Work to be completed:
Rescale the point coordinates in the listing below, starting at the line that contains "Can you find the brown" and ending at the line that contains "x=219, y=248". Reproduce only that span, keeping the requests unchanged and omitting the pictures, and multiply each x and y value in the answers by 0.75, rounding to whole numbers with halves rounded up.

____

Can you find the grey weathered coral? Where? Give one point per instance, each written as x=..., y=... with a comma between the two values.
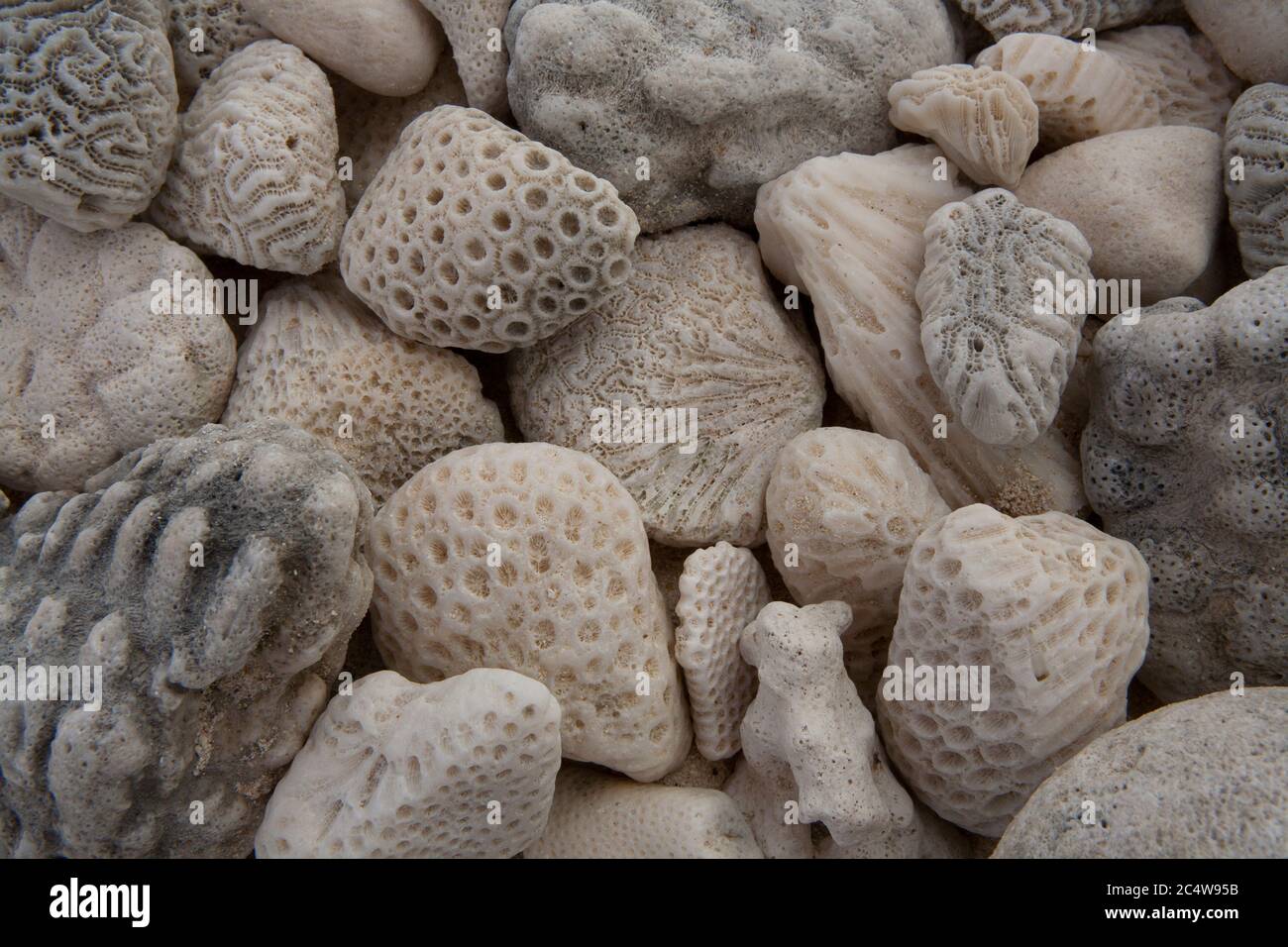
x=472, y=235
x=686, y=384
x=1054, y=611
x=318, y=359
x=1183, y=457
x=983, y=119
x=256, y=175
x=94, y=361
x=88, y=118
x=688, y=114
x=214, y=582
x=1000, y=357
x=1256, y=140
x=848, y=230
x=533, y=558
x=1203, y=779
x=464, y=768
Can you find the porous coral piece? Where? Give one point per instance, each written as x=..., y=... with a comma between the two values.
x=1055, y=609
x=464, y=768
x=1147, y=201
x=984, y=120
x=806, y=727
x=93, y=361
x=721, y=590
x=999, y=352
x=1181, y=72
x=475, y=236
x=848, y=230
x=1183, y=458
x=224, y=27
x=601, y=815
x=256, y=175
x=386, y=47
x=1080, y=93
x=386, y=405
x=1256, y=141
x=844, y=508
x=690, y=107
x=88, y=119
x=370, y=125
x=686, y=384
x=1220, y=764
x=214, y=579
x=533, y=558
x=475, y=30
x=1250, y=39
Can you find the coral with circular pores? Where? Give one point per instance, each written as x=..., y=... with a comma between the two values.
x=533, y=558
x=464, y=768
x=999, y=355
x=472, y=235
x=94, y=363
x=211, y=583
x=688, y=112
x=88, y=119
x=1183, y=458
x=1052, y=611
x=684, y=384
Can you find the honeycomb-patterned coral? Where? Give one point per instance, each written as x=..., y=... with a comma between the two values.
x=318, y=360
x=697, y=333
x=533, y=558
x=256, y=175
x=999, y=352
x=721, y=591
x=88, y=94
x=478, y=237
x=464, y=768
x=1184, y=458
x=1055, y=609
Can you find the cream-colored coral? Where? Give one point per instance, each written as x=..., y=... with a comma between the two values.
x=478, y=237
x=533, y=558
x=464, y=768
x=386, y=405
x=1054, y=611
x=848, y=230
x=721, y=591
x=984, y=120
x=256, y=175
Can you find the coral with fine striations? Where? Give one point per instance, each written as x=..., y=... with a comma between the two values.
x=848, y=230
x=1001, y=359
x=690, y=107
x=844, y=508
x=88, y=118
x=464, y=768
x=93, y=364
x=686, y=384
x=1080, y=93
x=478, y=237
x=1219, y=766
x=721, y=591
x=1257, y=136
x=256, y=175
x=984, y=120
x=215, y=581
x=386, y=47
x=533, y=558
x=1183, y=458
x=1147, y=201
x=601, y=815
x=318, y=360
x=1055, y=609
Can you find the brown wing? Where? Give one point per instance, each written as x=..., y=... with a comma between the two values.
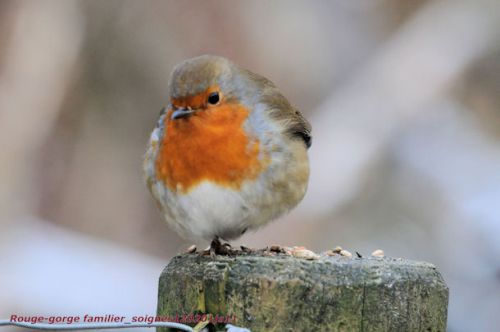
x=296, y=125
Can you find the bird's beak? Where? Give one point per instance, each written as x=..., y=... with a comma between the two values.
x=181, y=113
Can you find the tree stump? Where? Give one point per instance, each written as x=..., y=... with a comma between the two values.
x=279, y=292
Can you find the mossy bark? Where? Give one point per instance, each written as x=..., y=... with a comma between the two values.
x=284, y=293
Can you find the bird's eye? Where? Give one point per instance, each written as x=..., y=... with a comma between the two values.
x=213, y=98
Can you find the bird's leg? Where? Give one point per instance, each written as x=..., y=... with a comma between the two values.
x=219, y=248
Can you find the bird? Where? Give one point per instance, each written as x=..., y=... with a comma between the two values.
x=229, y=153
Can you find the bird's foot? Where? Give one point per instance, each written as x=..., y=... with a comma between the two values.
x=218, y=248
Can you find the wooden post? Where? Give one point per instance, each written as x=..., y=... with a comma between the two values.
x=278, y=292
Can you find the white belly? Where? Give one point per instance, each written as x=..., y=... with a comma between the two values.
x=208, y=210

____

Result below:
Can you find the brown wing? Where? Give one point per instance, each written as x=..., y=... with a comma between the two values.
x=222, y=94
Can you find the bird's beak? Where? Give one point per instance, each written as x=..., y=... with a comma between the two values.
x=136, y=85
Can you find the tree stump? Where? Give one point per instance, each written as x=..., y=... with a comma between the two values.
x=209, y=219
Can you find the mossy bark? Where? Give one point per instance, each written as x=..., y=... with a comma between the two values.
x=213, y=220
Can you find the bird's eye? Where? Give one point per instance, each written as x=..., y=... with a comma between the two values.
x=160, y=74
Can you find the bird's leg? Where? Give one point per instance, each written as x=..., y=... with a comma between the two values.
x=164, y=186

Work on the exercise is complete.